**SELECTED PASSAGE:**

=====

Current evidence does not support the use of vitamin D supplements to prevent disease, a study published in BMJ has concluded.

Researchers from the University of Auckland, New Zealand and the University of Aberdeen, Scotland found that there is a lot of uncertainty surrounding the benefits of the supplementation.

They wrote that patients without a high risk of deficiency should obtain their vitamin D from a healthy diet and regular short bursts of sunshine and should not be offered supplements.

The study comes after Public Health England (PHE) advised that everyone should consider a 10μg daily vitamin D supplement during the autumn and winter months.

However, the study concluded that patients at high risk of deficiency should only be given a low dosage of the vitamin on an individual basis and equally encouraged to boost their stores through diet and sun exposure, they said.

More than 30-50% of older people in some Western countries take vitamin D supplements, according to the study.

Based on a comprehensive search of published evidence, the new study make the case that existing clinical trials show that vitamin D supplements do not improve musculoskeletal outcomes, such as falls or fractures.

They also say there is no high quality evidence to suggest that vitamin D supplementation is beneficial for other conditions such as heart disease, stroke, and some cancers.

=====

**SUPPLIED INFORMATION:**

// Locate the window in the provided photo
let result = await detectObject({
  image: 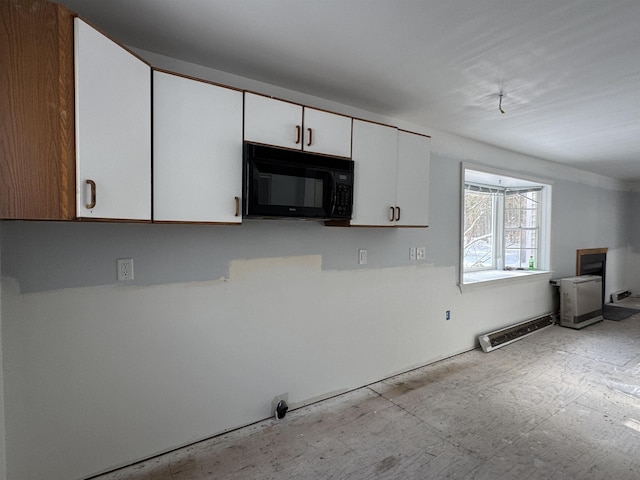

=====

**PROBLEM TO SOLVE:** From the vitamin D article above, reproduce word for word the part that starts with the words containing "Researchers from the" and ends with "exposure, they said.".

**WRITTEN RESPONSE:**
Researchers from the University of Auckland, New Zealand and the University of Aberdeen, Scotland found that there is a lot of uncertainty surrounding the benefits of the supplementation.

They wrote that patients without a high risk of deficiency should obtain their vitamin D from a healthy diet and regular short bursts of sunshine and should not be offered supplements.

The study comes after Public Health England (PHE) advised that everyone should consider a 10μg daily vitamin D supplement during the autumn and winter months.

However, the study concluded that patients at high risk of deficiency should only be given a low dosage of the vitamin on an individual basis and equally encouraged to boost their stores through diet and sun exposure, they said.